▼

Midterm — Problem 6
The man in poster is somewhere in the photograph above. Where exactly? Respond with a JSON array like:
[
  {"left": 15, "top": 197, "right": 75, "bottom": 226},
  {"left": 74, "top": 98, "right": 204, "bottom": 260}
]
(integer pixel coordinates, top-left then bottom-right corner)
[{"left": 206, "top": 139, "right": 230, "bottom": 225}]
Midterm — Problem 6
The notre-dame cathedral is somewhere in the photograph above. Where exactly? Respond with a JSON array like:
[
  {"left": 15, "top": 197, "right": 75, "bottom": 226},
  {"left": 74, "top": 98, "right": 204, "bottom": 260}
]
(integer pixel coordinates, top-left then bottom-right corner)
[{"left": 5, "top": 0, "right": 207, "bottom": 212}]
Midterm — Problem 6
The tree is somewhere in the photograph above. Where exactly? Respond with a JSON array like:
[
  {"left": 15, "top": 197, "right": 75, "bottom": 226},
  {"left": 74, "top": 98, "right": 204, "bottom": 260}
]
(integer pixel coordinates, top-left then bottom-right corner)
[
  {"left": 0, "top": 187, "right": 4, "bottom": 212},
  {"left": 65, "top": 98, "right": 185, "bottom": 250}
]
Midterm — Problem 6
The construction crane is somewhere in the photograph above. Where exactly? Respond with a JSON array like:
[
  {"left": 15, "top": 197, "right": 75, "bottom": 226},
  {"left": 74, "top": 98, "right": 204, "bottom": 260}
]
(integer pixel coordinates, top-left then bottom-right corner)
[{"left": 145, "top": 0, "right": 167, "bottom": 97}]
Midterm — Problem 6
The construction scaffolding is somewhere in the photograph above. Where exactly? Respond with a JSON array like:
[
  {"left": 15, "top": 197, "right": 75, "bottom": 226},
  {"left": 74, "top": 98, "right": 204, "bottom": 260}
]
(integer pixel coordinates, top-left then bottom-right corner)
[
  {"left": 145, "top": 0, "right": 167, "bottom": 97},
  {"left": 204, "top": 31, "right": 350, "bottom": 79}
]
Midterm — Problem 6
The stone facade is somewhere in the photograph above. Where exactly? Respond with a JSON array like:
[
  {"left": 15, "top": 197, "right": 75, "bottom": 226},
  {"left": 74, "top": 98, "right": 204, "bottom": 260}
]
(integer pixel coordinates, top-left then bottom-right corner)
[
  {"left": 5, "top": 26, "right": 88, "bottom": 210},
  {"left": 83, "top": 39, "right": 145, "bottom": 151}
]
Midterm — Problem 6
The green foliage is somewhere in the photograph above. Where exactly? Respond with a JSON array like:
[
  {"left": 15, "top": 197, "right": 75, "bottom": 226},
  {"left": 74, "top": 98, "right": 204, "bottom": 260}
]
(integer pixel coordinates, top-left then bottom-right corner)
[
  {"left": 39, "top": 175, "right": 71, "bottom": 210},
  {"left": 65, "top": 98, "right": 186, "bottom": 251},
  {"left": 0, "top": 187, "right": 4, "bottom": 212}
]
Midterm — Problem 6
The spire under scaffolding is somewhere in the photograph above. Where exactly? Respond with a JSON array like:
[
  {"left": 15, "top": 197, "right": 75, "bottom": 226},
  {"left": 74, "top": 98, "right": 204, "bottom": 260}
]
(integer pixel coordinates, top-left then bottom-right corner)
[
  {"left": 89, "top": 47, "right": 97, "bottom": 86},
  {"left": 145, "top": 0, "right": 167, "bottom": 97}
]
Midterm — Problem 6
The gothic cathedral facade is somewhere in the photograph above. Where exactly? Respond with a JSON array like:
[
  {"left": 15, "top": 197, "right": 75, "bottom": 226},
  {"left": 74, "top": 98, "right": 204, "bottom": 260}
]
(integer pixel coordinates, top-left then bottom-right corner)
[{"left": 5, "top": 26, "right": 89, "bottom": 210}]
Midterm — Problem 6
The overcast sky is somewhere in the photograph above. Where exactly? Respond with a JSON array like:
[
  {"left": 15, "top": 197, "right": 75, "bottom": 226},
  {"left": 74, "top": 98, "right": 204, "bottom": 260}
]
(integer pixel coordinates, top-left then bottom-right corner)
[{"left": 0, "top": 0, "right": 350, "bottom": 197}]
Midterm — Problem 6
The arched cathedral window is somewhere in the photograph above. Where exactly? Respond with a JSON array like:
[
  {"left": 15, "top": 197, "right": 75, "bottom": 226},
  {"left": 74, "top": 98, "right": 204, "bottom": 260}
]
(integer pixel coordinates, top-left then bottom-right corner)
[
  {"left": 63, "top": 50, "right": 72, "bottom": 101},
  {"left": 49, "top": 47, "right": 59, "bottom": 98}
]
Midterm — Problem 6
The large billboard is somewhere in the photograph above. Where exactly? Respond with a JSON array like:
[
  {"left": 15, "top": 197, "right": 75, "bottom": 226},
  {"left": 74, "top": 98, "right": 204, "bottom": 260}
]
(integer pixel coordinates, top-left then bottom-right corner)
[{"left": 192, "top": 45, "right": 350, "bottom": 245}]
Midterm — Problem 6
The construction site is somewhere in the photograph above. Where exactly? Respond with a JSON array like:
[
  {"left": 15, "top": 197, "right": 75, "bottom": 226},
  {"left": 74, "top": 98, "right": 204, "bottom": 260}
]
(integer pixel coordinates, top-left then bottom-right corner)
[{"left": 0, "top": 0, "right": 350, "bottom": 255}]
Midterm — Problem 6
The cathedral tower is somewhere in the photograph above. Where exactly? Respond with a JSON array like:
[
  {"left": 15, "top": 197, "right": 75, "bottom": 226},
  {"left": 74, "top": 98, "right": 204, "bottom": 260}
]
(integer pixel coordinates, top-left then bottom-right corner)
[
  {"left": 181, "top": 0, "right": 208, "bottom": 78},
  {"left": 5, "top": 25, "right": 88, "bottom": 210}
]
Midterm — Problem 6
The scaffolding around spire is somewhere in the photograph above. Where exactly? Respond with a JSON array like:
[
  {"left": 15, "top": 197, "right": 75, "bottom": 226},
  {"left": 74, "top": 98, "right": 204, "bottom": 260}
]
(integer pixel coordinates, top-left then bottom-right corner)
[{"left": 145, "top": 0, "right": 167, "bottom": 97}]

▲

Pull out every line of the records above that holds the word "construction".

▶ [The solution]:
The construction crane is somewhere in the photograph above. Where exactly? Respond with a JSON array like:
The construction scaffolding is somewhere in the photograph above. Where exactly? Respond with a JSON array like:
The construction site is somewhere in the photograph above. Where exactly? Respond with a JSON array like:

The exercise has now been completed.